OBJECTIVE: Convert the records into a Markdown table with two columns, Row and Line: number each line in order under Row, put its text under Line, and leave out any blank lines.

LISTED RECORDS:

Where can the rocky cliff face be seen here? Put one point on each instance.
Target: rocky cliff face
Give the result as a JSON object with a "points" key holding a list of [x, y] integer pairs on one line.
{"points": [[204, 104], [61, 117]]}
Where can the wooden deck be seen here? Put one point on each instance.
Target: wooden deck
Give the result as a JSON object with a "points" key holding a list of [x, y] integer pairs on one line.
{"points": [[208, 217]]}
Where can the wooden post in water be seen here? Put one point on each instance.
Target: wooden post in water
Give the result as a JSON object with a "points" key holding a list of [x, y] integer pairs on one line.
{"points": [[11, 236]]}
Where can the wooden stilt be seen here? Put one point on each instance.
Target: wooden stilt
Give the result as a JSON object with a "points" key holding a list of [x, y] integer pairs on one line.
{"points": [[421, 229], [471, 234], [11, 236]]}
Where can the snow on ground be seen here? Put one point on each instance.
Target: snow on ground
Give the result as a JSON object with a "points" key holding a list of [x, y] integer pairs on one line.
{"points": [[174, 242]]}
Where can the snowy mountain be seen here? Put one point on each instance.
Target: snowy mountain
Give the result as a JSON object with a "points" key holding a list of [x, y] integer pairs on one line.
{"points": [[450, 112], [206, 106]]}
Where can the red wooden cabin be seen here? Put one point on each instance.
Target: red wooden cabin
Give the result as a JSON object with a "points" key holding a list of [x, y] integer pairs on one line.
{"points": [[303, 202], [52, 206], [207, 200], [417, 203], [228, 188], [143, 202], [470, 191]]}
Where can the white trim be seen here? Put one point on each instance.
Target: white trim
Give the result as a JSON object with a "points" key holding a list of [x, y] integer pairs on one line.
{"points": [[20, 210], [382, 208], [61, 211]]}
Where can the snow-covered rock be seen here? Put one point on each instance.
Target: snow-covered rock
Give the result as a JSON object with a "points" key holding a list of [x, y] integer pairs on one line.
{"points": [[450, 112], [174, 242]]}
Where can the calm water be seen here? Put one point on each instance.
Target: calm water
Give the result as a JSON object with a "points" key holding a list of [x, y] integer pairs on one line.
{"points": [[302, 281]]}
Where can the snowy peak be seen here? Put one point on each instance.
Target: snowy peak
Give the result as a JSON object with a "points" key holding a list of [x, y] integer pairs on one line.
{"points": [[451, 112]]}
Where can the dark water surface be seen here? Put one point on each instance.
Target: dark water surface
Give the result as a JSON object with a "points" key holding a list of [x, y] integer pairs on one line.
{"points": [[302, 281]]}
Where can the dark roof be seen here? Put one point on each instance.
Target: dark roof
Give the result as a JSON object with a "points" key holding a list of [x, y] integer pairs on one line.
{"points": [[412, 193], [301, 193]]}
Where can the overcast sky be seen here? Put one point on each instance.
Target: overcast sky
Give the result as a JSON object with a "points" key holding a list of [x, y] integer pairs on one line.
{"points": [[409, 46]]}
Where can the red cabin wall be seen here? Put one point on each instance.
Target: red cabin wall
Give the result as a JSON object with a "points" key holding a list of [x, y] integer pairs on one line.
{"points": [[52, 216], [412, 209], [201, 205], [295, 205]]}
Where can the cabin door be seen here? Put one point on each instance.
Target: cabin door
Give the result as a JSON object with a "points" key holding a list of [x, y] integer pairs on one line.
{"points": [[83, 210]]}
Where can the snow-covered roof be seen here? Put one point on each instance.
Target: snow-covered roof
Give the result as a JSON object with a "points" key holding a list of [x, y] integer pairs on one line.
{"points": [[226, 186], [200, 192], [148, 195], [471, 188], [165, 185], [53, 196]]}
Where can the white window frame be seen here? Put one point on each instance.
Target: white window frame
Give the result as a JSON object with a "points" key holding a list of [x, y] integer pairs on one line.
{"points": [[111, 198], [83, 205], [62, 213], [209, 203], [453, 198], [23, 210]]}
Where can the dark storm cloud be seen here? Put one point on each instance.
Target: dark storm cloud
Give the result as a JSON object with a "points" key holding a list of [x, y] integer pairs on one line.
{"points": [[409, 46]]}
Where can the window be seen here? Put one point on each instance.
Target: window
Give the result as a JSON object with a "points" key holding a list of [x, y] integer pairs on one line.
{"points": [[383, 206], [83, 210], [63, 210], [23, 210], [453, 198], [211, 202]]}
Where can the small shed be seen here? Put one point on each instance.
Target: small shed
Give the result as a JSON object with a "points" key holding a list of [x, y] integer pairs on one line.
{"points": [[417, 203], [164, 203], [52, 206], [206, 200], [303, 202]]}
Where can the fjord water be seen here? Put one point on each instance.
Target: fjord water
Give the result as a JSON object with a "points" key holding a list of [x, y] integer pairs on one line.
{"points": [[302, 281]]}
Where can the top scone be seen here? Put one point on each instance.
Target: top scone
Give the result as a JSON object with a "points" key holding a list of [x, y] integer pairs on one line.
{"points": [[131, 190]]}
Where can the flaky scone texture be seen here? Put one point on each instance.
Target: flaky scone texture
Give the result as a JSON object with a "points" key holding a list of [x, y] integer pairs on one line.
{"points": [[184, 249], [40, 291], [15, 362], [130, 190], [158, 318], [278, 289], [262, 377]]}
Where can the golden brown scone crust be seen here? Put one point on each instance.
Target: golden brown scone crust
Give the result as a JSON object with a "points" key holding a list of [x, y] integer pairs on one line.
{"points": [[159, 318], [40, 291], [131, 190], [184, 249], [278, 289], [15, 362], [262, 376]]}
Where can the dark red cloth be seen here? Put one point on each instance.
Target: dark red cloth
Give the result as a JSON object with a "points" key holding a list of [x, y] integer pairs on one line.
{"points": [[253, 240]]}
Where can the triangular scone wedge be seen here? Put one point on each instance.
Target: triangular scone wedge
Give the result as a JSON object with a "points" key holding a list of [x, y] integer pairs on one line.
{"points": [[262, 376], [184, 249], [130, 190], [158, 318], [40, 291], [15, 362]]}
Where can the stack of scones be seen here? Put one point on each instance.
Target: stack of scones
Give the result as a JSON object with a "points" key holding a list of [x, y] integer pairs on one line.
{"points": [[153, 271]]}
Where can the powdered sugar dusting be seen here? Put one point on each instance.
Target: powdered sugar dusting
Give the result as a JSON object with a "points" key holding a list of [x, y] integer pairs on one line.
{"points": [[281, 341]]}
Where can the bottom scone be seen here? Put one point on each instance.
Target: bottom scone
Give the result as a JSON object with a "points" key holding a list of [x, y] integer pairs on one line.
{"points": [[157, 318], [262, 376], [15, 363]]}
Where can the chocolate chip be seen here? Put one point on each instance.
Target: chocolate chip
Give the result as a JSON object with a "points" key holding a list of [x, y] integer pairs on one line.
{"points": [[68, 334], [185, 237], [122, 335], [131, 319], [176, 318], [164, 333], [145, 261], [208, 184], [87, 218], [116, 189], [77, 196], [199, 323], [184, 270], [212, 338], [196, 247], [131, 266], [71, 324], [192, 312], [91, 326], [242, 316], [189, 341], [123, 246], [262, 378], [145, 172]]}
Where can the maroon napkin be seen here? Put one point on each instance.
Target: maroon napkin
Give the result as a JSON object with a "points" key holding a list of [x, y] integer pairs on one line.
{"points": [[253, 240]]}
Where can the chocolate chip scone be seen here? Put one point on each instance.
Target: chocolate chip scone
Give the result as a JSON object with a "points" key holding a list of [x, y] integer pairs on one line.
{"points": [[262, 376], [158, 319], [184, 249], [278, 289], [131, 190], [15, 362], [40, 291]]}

TASK RESULT:
| Row | Line |
|---|---|
| 1 | Where can the rocky cliff face be seen here? Put one point on each instance. |
| 2 | Target: rocky cliff face |
| 3 | Give the result as a JSON object with a "points" key holding a list of [x, y] integer pairs on one line. |
| 4 | {"points": [[204, 104], [61, 117]]} |
| 5 | Where can the wooden deck be seen here? Put one point on each instance. |
| 6 | Target: wooden deck |
| 7 | Give the result as a JSON object with a "points" key holding a list of [x, y] integer pairs on one line. |
| 8 | {"points": [[208, 217]]} |
| 9 | Where can the wooden post in water be seen here? Put one point on each instance. |
| 10 | Target: wooden post in water |
| 11 | Give the result as a JSON object with a "points" key holding a list of [x, y] integer pairs on one line. |
| 12 | {"points": [[11, 236]]} |
| 13 | Where can the wooden stilt be seen here? Put one point on each instance. |
| 14 | Target: wooden stilt |
| 15 | Give the result as a JSON object with a "points" key holding a list of [x, y] integer pairs on one line. |
| 16 | {"points": [[421, 229], [471, 234], [11, 236]]} |
| 17 | Where can the snow on ground be seen here? Put one point on each instance. |
| 18 | Target: snow on ground |
| 19 | Give the result as a JSON object with a "points" key holding a list of [x, y] integer pairs on one line. |
| 20 | {"points": [[174, 242]]} |
| 21 | Where can the snowy mountain be seen here? Put one point on each instance. |
| 22 | Target: snowy mountain |
| 23 | Give the result as a JSON object with a "points" key holding a list of [x, y] integer pairs on one line. |
| 24 | {"points": [[450, 112], [206, 106]]} |
| 25 | Where can the red wooden cabin be seen here? Put one point on each instance. |
| 26 | Target: red wooden cabin |
| 27 | Give the result as a JSON object with a "points" key holding a list of [x, y] integer pairs on one line. |
| 28 | {"points": [[303, 202], [52, 206], [207, 200], [417, 203], [228, 188], [143, 202], [470, 191]]} |
| 29 | Where can the white trim be seen here? Put one point on each instance. |
| 30 | Target: white trim |
| 31 | Give the result as a JSON object with a "points" key holding a list of [x, y] integer pairs on one line. |
| 32 | {"points": [[20, 210], [382, 208], [61, 211]]} |
| 33 | Where can the snow-covered rock be seen here? Put one point on each instance. |
| 34 | Target: snow-covered rock |
| 35 | Give the result as a JSON object with a "points" key holding a list of [x, y] integer pairs on one line. |
| 36 | {"points": [[450, 112], [174, 242]]} |
| 37 | Where can the calm water be seen here? Put one point on each instance. |
| 38 | Target: calm water |
| 39 | Give the result as a JSON object with a "points" key holding a list of [x, y] integer pairs on one line. |
| 40 | {"points": [[302, 281]]} |
| 41 | Where can the snowy peak be seen here? Put one point on each instance. |
| 42 | Target: snowy peak |
| 43 | Give the result as a JSON object with a "points" key holding a list of [x, y] integer pairs on one line. |
| 44 | {"points": [[451, 112]]} |
| 45 | Where can the dark water surface be seen here? Put one point on each instance. |
| 46 | Target: dark water surface |
| 47 | Give the result as a JSON object with a "points" key holding a list of [x, y] integer pairs on one line. |
| 48 | {"points": [[302, 281]]} |
| 49 | Where can the dark roof be seen here? Put one point on each instance. |
| 50 | Target: dark roof |
| 51 | Give the result as a JSON object with a "points" key holding a list of [x, y] integer pairs on one line. |
| 52 | {"points": [[412, 193], [301, 193]]} |
| 53 | Where can the overcast sky be seen here? Put one point on each instance. |
| 54 | Target: overcast sky |
| 55 | Give the result as a JSON object with a "points" key holding a list of [x, y] integer pairs on one line. |
| 56 | {"points": [[409, 46]]} |
| 57 | Where can the red cabin wall be seen here? Put one point on each instance. |
| 58 | Target: red cabin wall |
| 59 | Give the result as a JSON object with a "points" key holding a list of [x, y] integer pairs on one line. |
| 60 | {"points": [[52, 216], [412, 209], [201, 205], [295, 205]]} |
| 61 | Where can the cabin door be seen here? Put one point on each instance. |
| 62 | Target: cabin door |
| 63 | Give the result as a JSON object with a "points" key holding a list of [x, y] integer pairs on one line. |
| 64 | {"points": [[83, 210]]} |
| 65 | Where can the snow-covered roof be seen here? Put one point on each instance. |
| 66 | Target: snow-covered roof |
| 67 | Give the result as a JSON object with a "points" key holding a list of [x, y] integer pairs on one line. |
| 68 | {"points": [[226, 186], [200, 192], [148, 195], [471, 188], [165, 185], [53, 196]]} |
| 69 | Where can the white window frame be seen here? Put one point on each instance. |
| 70 | Target: white window frame |
| 71 | Give the result as a JSON object with a "points" key holding a list of [x, y] integer pairs on one line. |
| 72 | {"points": [[111, 198], [83, 205], [62, 213], [209, 203], [453, 198], [23, 210]]} |
| 73 | Where can the dark storm cloud be seen here? Put one point on each instance. |
| 74 | Target: dark storm cloud |
| 75 | Give the result as a JSON object with a "points" key holding a list of [x, y] integer pairs on one line. |
| 76 | {"points": [[409, 46]]} |
| 77 | Where can the window be seen here? Put one point on each instance. |
| 78 | Target: window |
| 79 | Give the result as a JSON object with a "points" key holding a list of [x, y] integer pairs on one line. |
| 80 | {"points": [[383, 206], [83, 210], [63, 210], [23, 210], [453, 198], [211, 202]]} |
| 81 | Where can the small shed be seen here? Put one point on each instance. |
| 82 | Target: small shed |
| 83 | Give the result as a JSON object with a "points" key holding a list of [x, y] integer pairs on one line. |
| 84 | {"points": [[417, 203], [164, 203], [52, 206], [206, 200], [303, 202]]} |
| 85 | Where can the fjord water be seen here? Put one point on each instance. |
| 86 | Target: fjord water |
| 87 | Give the result as a JSON object with a "points" key holding a list of [x, y] integer pairs on one line. |
| 88 | {"points": [[302, 281]]} |
| 89 | Where can the top scone be seen here? Put one point on each instance. |
| 90 | Target: top scone |
| 91 | Give the result as a JSON object with a "points" key holding a list of [x, y] integer pairs on one line. |
| 92 | {"points": [[131, 190]]} |
| 93 | Where can the flaky scone texture be seen here? Put one point on each instance. |
| 94 | Target: flaky scone texture |
| 95 | Give the result as a JSON object with a "points" key holding a list of [x, y] integer pairs on one line. |
| 96 | {"points": [[184, 249], [40, 291], [15, 362], [130, 190], [158, 318], [278, 289], [262, 377]]} |
| 97 | Where can the golden brown scone crust be seen here? Put one point on each instance. |
| 98 | Target: golden brown scone crust |
| 99 | Give the result as a JSON object with a "points" key holding a list of [x, y] integer pairs on one line. |
| 100 | {"points": [[159, 318], [40, 291], [131, 190], [184, 249], [278, 289], [15, 362], [262, 376]]} |
| 101 | Where can the dark red cloth be seen here? Put one point on each instance. |
| 102 | Target: dark red cloth |
| 103 | Give the result as a JSON object with a "points" key holding a list of [x, y] integer pairs on one line. |
| 104 | {"points": [[253, 240]]} |
| 105 | Where can the triangular scone wedge be seen here? Put one point on each instance. |
| 106 | Target: triangular scone wedge |
| 107 | Give the result as a JSON object with a "points" key holding a list of [x, y] integer pairs on one line. |
| 108 | {"points": [[262, 376], [184, 249], [130, 190], [158, 318], [40, 291], [15, 362]]} |
| 109 | Where can the stack of scones be seen here? Put one point on each instance. |
| 110 | Target: stack of scones |
| 111 | Give the result as a JSON object with a "points" key holding a list of [x, y] integer pairs on one line. |
| 112 | {"points": [[153, 271]]} |
| 113 | Where can the powdered sugar dusting be seen here? Put one point on each instance. |
| 114 | Target: powdered sugar dusting |
| 115 | Give the result as a JSON object with a "points" key holding a list of [x, y] integer pairs on one line. |
| 116 | {"points": [[281, 341]]} |
| 117 | Where can the bottom scone be seen here? Put one point on each instance. |
| 118 | Target: bottom scone |
| 119 | Give the result as a JSON object with a "points" key holding a list of [x, y] integer pairs on one line. |
| 120 | {"points": [[157, 318], [262, 376], [15, 363]]} |
| 121 | Where can the chocolate chip be seen here? Put one point on each instance. |
| 122 | Target: chocolate chip |
| 123 | Give the result as a JSON object with a "points" key holding a list of [x, y] integer pairs on one line. |
| 124 | {"points": [[68, 334], [185, 237], [122, 335], [131, 319], [176, 318], [164, 333], [145, 261], [208, 184], [87, 218], [116, 189], [77, 196], [199, 323], [184, 270], [212, 338], [196, 247], [131, 266], [71, 324], [192, 312], [91, 326], [242, 316], [189, 341], [123, 246], [262, 378], [145, 172]]} |
| 125 | Where can the maroon napkin be seen here? Put one point on each instance. |
| 126 | Target: maroon napkin |
| 127 | Give the result as a JSON object with a "points" key holding a list of [x, y] integer pairs on one line. |
| 128 | {"points": [[253, 240]]} |
| 129 | Where can the chocolate chip scone be seen here? Put one point on each instance. |
| 130 | Target: chocolate chip scone |
| 131 | Give the result as a JSON object with a "points" key holding a list of [x, y] integer pairs on one line. |
| 132 | {"points": [[262, 376], [158, 319], [184, 249], [278, 289], [131, 190], [15, 362], [40, 291]]} |